- [WRITTEN REQUEST] Reproduce word for word the stretch of the passage on t-tests after boxplots from "You can simultaneously" through "variable[group2])".

- [PROVIDED PASSAGE]
[Begin]

Performing t-tests after boxplots

After you have spotted a possible group difference relative to a variable, a t-test (you use a t-test in situations in which the sampled population has an exact normal distribution) or a one-way Analysis Of Variance (ANOVA) can provide you with a statistical verification of the significance of the difference between the groups’ means.

from scipy.stats import ttest_ind

group0 = iris_dataframe['group'] == 'setosa'

group1 = iris_dataframe['group'] == 'versicolor'

group2 = iris_dataframe['group'] == 'virginica'

variable = iris_dataframe['petal length (cm)']

print('var1 %0.3f var2 %03f' % (variable[group1].var(),

variable[group2].var()))

var1 0.221 var2 0.304588

The t-test compares two groups at a time, and it requires that you define whether the groups have similar variance or not. Therefore, it is necessary to calculate the variance beforehand, like this:

variable = iris_dataframe['sepal width (cm)']

t, pvalue = ttest_ind(variable[group1], variable[group2],

axis=0, equal_var=False)

print('t statistic %0.3f p-value %0.3f' % (t, pvalue))

The resulting t statistic and its p-values are

t statistic -3.206 p-value 0.002

You interpret the pvalue as the probability that the calculated t statistic difference is just due to chance. Usually, when it is below 0.05, you can confirm that the groups’ means are significantly different.

You can simultaneously check more than two groups using the one-way ANOVA test. In this case, the pvalue has an interpretation similar to the t-test:

from scipy.stats import f_oneway

variable = iris_dataframe['sepal width (cm)']

f, pvalue = f_oneway(variable[group0],

variable[group1],

variable[group2])

print('One-way ANOVA F-value %0.3f p-value %0.3f'

% (f,pvalue))

[End]

- [ENTRIES SHOWN]
[Begin]

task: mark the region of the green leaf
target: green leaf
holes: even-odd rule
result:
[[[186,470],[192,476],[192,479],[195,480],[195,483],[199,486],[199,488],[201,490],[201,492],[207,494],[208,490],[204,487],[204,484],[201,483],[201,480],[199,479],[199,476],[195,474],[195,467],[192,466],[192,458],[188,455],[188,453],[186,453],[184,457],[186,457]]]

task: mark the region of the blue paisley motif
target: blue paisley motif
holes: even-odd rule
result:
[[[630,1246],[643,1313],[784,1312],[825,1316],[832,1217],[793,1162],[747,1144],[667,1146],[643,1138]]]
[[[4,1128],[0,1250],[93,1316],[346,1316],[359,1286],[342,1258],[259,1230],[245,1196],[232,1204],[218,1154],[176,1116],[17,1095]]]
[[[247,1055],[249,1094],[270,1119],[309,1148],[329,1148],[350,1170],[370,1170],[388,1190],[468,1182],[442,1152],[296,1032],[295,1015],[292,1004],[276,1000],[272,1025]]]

[End]

- [RESPONSE TO THIS TASK]
You can simultaneously check more than two groups using the one-way ANOVA test. In this case, the pvalue has an interpretation similar to the t-test:

from scipy.stats import f_oneway

variable = iris_dataframe['sepal width (cm)']

f, pvalue = f_oneway(variable[group0],

variable[group1],

variable[group2])